Render each line of the material below as a string in a single JSON list, omitting blank lines and the pictures.

**Stored rows**
↓
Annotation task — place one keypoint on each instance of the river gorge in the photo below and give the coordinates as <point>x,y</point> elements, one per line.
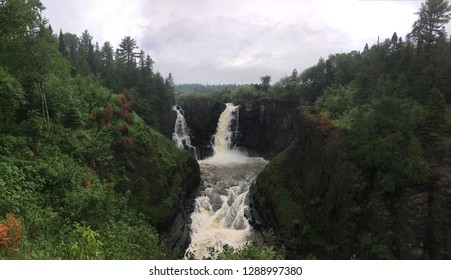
<point>268,165</point>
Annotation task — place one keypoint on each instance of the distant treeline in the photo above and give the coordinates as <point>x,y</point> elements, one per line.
<point>202,88</point>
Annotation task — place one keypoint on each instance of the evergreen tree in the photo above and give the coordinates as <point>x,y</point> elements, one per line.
<point>430,25</point>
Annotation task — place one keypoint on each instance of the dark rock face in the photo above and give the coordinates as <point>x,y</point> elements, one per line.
<point>167,123</point>
<point>319,202</point>
<point>266,126</point>
<point>201,116</point>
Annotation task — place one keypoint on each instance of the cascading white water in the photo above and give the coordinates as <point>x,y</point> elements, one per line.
<point>218,218</point>
<point>224,134</point>
<point>181,136</point>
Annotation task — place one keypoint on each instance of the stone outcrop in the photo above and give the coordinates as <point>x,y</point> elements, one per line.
<point>266,126</point>
<point>201,116</point>
<point>321,203</point>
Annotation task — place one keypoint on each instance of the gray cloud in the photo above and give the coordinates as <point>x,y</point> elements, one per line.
<point>213,41</point>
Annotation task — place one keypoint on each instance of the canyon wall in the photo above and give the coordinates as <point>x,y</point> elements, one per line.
<point>321,204</point>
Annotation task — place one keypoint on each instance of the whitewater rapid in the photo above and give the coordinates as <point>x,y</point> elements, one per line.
<point>218,218</point>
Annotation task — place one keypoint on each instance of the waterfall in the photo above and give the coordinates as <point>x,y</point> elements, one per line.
<point>223,139</point>
<point>218,218</point>
<point>181,136</point>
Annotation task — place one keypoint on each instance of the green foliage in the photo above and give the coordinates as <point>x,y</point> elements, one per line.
<point>11,96</point>
<point>250,251</point>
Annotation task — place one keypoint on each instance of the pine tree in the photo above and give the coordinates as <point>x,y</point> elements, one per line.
<point>432,18</point>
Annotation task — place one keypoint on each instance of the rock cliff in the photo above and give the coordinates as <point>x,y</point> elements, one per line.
<point>320,203</point>
<point>266,126</point>
<point>201,116</point>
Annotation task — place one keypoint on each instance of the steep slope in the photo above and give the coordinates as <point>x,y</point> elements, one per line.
<point>320,203</point>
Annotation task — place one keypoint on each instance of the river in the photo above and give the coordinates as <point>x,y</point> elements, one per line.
<point>218,218</point>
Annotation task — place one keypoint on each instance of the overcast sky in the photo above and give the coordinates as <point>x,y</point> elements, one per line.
<point>235,41</point>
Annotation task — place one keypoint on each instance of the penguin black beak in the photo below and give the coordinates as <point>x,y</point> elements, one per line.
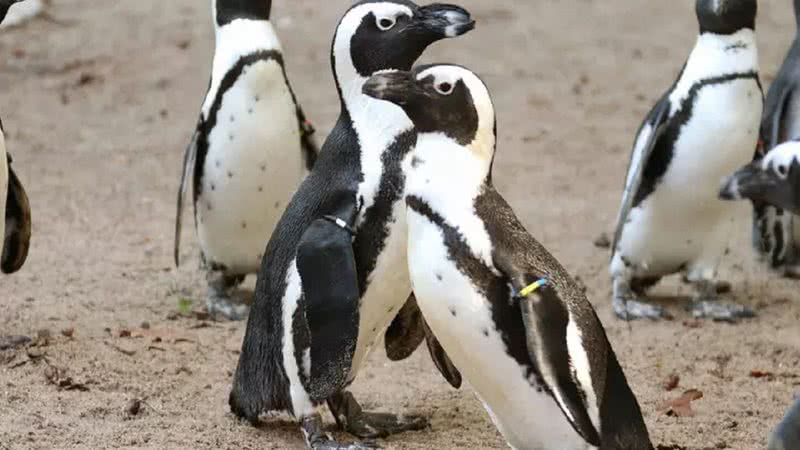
<point>4,6</point>
<point>393,86</point>
<point>754,183</point>
<point>441,21</point>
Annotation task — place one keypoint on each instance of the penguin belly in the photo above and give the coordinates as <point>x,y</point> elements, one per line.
<point>3,188</point>
<point>682,225</point>
<point>252,168</point>
<point>388,289</point>
<point>461,318</point>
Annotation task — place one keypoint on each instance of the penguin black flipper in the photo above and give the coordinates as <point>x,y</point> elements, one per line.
<point>406,332</point>
<point>189,161</point>
<point>649,133</point>
<point>327,267</point>
<point>18,225</point>
<point>446,367</point>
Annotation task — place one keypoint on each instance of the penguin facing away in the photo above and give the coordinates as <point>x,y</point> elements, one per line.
<point>776,234</point>
<point>700,131</point>
<point>773,180</point>
<point>15,228</point>
<point>539,361</point>
<point>334,273</point>
<point>250,150</point>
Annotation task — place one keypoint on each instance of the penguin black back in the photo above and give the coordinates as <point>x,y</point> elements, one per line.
<point>230,10</point>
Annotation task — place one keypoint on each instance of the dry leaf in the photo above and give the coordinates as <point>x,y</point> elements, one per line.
<point>681,406</point>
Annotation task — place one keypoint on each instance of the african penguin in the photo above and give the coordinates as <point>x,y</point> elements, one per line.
<point>700,131</point>
<point>538,358</point>
<point>250,150</point>
<point>773,180</point>
<point>786,435</point>
<point>15,228</point>
<point>776,234</point>
<point>334,273</point>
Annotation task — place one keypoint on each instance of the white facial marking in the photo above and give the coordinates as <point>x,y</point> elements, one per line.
<point>781,158</point>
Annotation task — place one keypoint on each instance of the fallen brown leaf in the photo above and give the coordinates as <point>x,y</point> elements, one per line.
<point>681,406</point>
<point>671,382</point>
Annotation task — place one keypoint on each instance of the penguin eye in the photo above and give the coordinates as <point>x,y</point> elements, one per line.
<point>444,88</point>
<point>386,23</point>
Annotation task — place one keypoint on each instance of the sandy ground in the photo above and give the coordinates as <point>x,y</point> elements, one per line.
<point>99,101</point>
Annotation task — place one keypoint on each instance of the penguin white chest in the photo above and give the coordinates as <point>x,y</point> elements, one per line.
<point>3,187</point>
<point>461,318</point>
<point>682,223</point>
<point>253,166</point>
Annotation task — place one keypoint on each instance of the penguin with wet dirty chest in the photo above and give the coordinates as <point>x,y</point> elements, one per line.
<point>335,272</point>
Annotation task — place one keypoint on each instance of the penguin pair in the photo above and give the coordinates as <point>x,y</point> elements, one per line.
<point>251,148</point>
<point>334,272</point>
<point>510,317</point>
<point>703,128</point>
<point>776,233</point>
<point>15,228</point>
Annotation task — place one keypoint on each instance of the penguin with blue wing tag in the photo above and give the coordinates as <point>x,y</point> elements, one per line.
<point>699,132</point>
<point>251,149</point>
<point>511,320</point>
<point>300,351</point>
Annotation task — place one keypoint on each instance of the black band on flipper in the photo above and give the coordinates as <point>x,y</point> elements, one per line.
<point>327,267</point>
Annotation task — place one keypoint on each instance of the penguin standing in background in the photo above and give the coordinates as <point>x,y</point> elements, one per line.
<point>513,321</point>
<point>700,131</point>
<point>773,180</point>
<point>15,228</point>
<point>334,273</point>
<point>776,234</point>
<point>250,150</point>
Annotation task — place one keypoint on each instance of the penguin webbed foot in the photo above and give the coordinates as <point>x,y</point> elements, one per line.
<point>318,439</point>
<point>366,425</point>
<point>221,302</point>
<point>707,305</point>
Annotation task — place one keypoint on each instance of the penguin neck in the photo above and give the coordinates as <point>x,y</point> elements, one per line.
<point>723,54</point>
<point>446,174</point>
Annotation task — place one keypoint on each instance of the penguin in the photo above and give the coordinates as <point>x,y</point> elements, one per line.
<point>334,273</point>
<point>776,234</point>
<point>773,180</point>
<point>786,435</point>
<point>702,129</point>
<point>15,228</point>
<point>510,317</point>
<point>251,148</point>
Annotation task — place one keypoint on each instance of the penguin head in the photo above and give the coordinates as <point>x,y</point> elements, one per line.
<point>378,35</point>
<point>726,16</point>
<point>443,99</point>
<point>226,11</point>
<point>774,179</point>
<point>4,6</point>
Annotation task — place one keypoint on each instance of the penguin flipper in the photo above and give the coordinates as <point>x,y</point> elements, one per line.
<point>650,132</point>
<point>189,161</point>
<point>446,367</point>
<point>327,268</point>
<point>546,319</point>
<point>406,332</point>
<point>16,242</point>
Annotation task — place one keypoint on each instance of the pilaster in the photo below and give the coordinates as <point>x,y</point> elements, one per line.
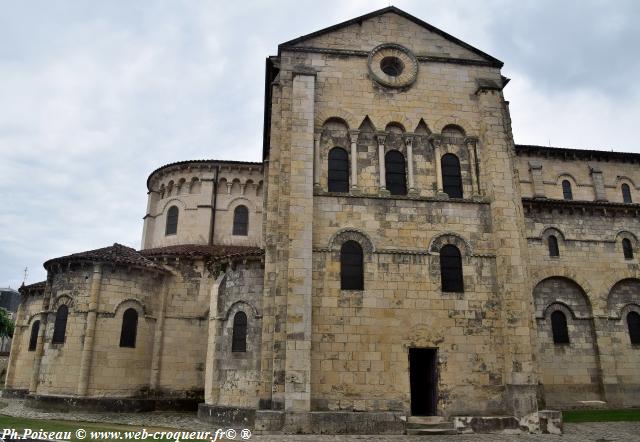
↑
**Output of the exercise**
[
  "Annotation task — place one keypoint on each instance of the river gorge in the photo below and give the coordinates as <point>x,y</point> elements, one per line.",
  "<point>268,165</point>",
  "Annotation task — place one keypoint on each instance of the distant treeline in the photo above and give the coordinates as <point>x,y</point> elements, one per line.",
  "<point>202,88</point>",
  "Annotation task — place one keypoint on each instance of the evergreen tree in the photo above and give the coordinates as <point>x,y</point> elements, one per line.",
  "<point>430,25</point>",
  "Annotation task — place one keypoint on each instance of the dark rock face in the photo above and give the coordinates as <point>x,y</point> elements, one per line.",
  "<point>167,123</point>",
  "<point>319,202</point>",
  "<point>266,126</point>",
  "<point>201,116</point>",
  "Annotation task — place one keypoint on each instance of the cascading white water in the photo above and give the coordinates as <point>x,y</point> elements, one per line.",
  "<point>218,218</point>",
  "<point>224,134</point>",
  "<point>181,136</point>",
  "Annotation task — place one keypoint on each instance of the stone outcrop in the photo above and give the coordinates as <point>x,y</point> elements, one per line.",
  "<point>266,126</point>",
  "<point>201,116</point>",
  "<point>321,203</point>",
  "Annotation task — place one keypoint on each instance of the gray cloud in the photo above and give the coordinates as <point>x,y</point> elements, one per line.",
  "<point>213,41</point>",
  "Annotation task — place one keypoint on each instance of the canyon wall in the photo above and give the coordinates as <point>x,y</point> elements, one per line.",
  "<point>321,204</point>",
  "Annotation task — place one keypoint on each instance of the whitewater rapid in the photo above and give the coordinates as <point>x,y</point> elements, one per line.",
  "<point>218,218</point>",
  "Annotation task — place one keypoint on each instance of the waterfall in the photo above and give the coordinates as <point>x,y</point> elements, one per line.",
  "<point>223,139</point>",
  "<point>218,218</point>",
  "<point>181,136</point>",
  "Annotation task — place one keypoint on each instance of the green foliage in the photo above and give the coordinates as <point>x,y</point> elements, one per line.",
  "<point>11,96</point>",
  "<point>250,251</point>",
  "Annotation task — place one keypoint on each instance of the pine tree in the photo above and give the coordinates as <point>x,y</point> elements, one per line.",
  "<point>432,18</point>",
  "Annotation task — place one keypoint on each instance of the rock cliff in the photo above and give the coordinates as <point>x,y</point> elements, one per line.",
  "<point>320,203</point>",
  "<point>266,126</point>",
  "<point>201,116</point>",
  "Annotation task — place one keypoint on each instance of the steep slope in the photo above and give the coordinates as <point>x,y</point> elements, one per line.",
  "<point>320,203</point>",
  "Annotation task — place one keypoint on each instance of the river in the photo above and give the coordinates as <point>x,y</point> elements, one per line.",
  "<point>218,218</point>",
  "Annotation task — place one keypoint on each instance of the overcast sky in the photo above and give the coordinates as <point>x,y</point> elements, one per line.",
  "<point>235,41</point>",
  "Annotation task — place one keypoint on each instance of the penguin black beak in the photo below and give the coordinates as <point>x,y</point> elements, one per line.",
  "<point>4,6</point>",
  "<point>393,86</point>",
  "<point>754,183</point>",
  "<point>441,21</point>",
  "Annotation task — place one keypoint on each instance of the penguin belly in the photo above and give the coordinates as <point>x,y</point> elements, one per line.",
  "<point>3,188</point>",
  "<point>682,225</point>",
  "<point>252,168</point>",
  "<point>388,289</point>",
  "<point>461,318</point>",
  "Annotation task — place one keypoint on each instance of the penguin black flipper in the photo above and give the coordinates as <point>x,y</point> elements, one per line.",
  "<point>406,332</point>",
  "<point>189,161</point>",
  "<point>649,133</point>",
  "<point>327,267</point>",
  "<point>18,225</point>",
  "<point>446,367</point>",
  "Annotation task — place one keypoint on each instance of the penguin facing away in the photo above and give the coordinates as <point>x,y</point> elements, one per line.",
  "<point>776,234</point>",
  "<point>700,131</point>",
  "<point>773,180</point>",
  "<point>15,228</point>",
  "<point>539,361</point>",
  "<point>334,273</point>",
  "<point>250,150</point>",
  "Annotation task — place one keypoint on each instance of the penguin black back in the photo above and give the coordinates as <point>x,y</point> elements, one per line.",
  "<point>230,10</point>",
  "Annotation task — place one keypoint on each instance of the dry leaf in the photo above and give the coordinates as <point>x,y</point> elements, one per line.",
  "<point>681,406</point>",
  "Annotation task — place one keypoint on each instance of the african penguin in the photo above and give the coordinates as <point>x,y</point> elements, one per line.",
  "<point>700,131</point>",
  "<point>538,358</point>",
  "<point>250,150</point>",
  "<point>773,180</point>",
  "<point>786,435</point>",
  "<point>15,228</point>",
  "<point>776,234</point>",
  "<point>334,273</point>",
  "Annotation task — place one keypoint on each instance of the white facial marking in the photo above and give the coordinates as <point>x,y</point> elements, one per line.",
  "<point>781,158</point>",
  "Annotation task — place one keypoint on each instance of the fallen brown leaf in the photo above and give the coordinates as <point>x,y</point> elements, one per line.",
  "<point>681,406</point>",
  "<point>671,382</point>",
  "Annotation task — place one keypoint on each instance of the penguin eye in the photo above and give the coordinates as <point>x,y</point> elements, one per line.",
  "<point>444,88</point>",
  "<point>386,23</point>",
  "Annotation task — place one keypoint on each instance of the sandy ground in the photo above and give the coordinates as <point>x,y</point> elements, one per line.",
  "<point>99,101</point>",
  "Annotation task — place one keypoint on each instance of the penguin white chest in the photo above and give the coordinates as <point>x,y</point> elements, one per line.",
  "<point>3,187</point>",
  "<point>461,318</point>",
  "<point>682,223</point>",
  "<point>253,166</point>",
  "Annotation task — place one keypoint on each instance of the penguin with wet dirty chest in the photo above and give the coordinates as <point>x,y</point> elements, one per line.",
  "<point>335,272</point>",
  "Annotation task — place one keypoint on each instance of the penguin pair in the photo above and give the coordinates as <point>x,y</point> elements, one per line.",
  "<point>251,148</point>",
  "<point>334,272</point>",
  "<point>510,317</point>",
  "<point>703,128</point>",
  "<point>776,233</point>",
  "<point>15,228</point>",
  "Annotation task — place one keypoint on each instance of the penguin with blue wing tag in the photo above and give the coordinates as <point>x,y</point> elements, one per line.",
  "<point>699,132</point>",
  "<point>251,149</point>",
  "<point>511,320</point>",
  "<point>300,351</point>",
  "Annotation task — place one keypoint on each instance of the black band on flipper in the photo above and give the coordinates as <point>x,y</point> elements, one per line.",
  "<point>327,267</point>",
  "Annotation task — place one keypoint on each instance of the penguin standing in background in the photo above and give the coordinates as <point>x,y</point> elements, one per line.",
  "<point>513,321</point>",
  "<point>700,131</point>",
  "<point>773,180</point>",
  "<point>15,228</point>",
  "<point>334,273</point>",
  "<point>776,234</point>",
  "<point>250,150</point>",
  "Annotation task — place one keypoint on each instance of the penguin webbed foot in the photo above and give the coordinates as <point>x,y</point> elements, one per line.",
  "<point>318,439</point>",
  "<point>366,425</point>",
  "<point>221,302</point>",
  "<point>707,305</point>",
  "Annotation task — place one keypoint on each instance of the penguin neck in the photo above and give the coordinates as <point>x,y</point> elements, one per line.",
  "<point>723,54</point>",
  "<point>446,174</point>",
  "Annotation task — place one keypoint on each instance of the penguin in the photo above and give the coordinates as <point>x,y</point> elements, one per line.",
  "<point>334,273</point>",
  "<point>776,234</point>",
  "<point>773,180</point>",
  "<point>786,435</point>",
  "<point>702,129</point>",
  "<point>15,228</point>",
  "<point>510,317</point>",
  "<point>251,148</point>",
  "Annotation task — place one keypoint on each instance of the penguin head in the photo above and give the coordinates as <point>x,y</point> elements, one per line.",
  "<point>378,35</point>",
  "<point>726,16</point>",
  "<point>443,99</point>",
  "<point>226,11</point>",
  "<point>774,179</point>",
  "<point>4,6</point>",
  "Annotation task — place one keypoint on each instance of the penguin flipper in the photo above and give the coordinates as <point>x,y</point> elements, one per line.",
  "<point>650,132</point>",
  "<point>189,161</point>",
  "<point>446,367</point>",
  "<point>327,268</point>",
  "<point>546,319</point>",
  "<point>406,332</point>",
  "<point>16,242</point>",
  "Annotation task — place one keypoint on each instance of the pilaster in the photo below and give the coordinates as <point>x,y</point> elements, one per line."
]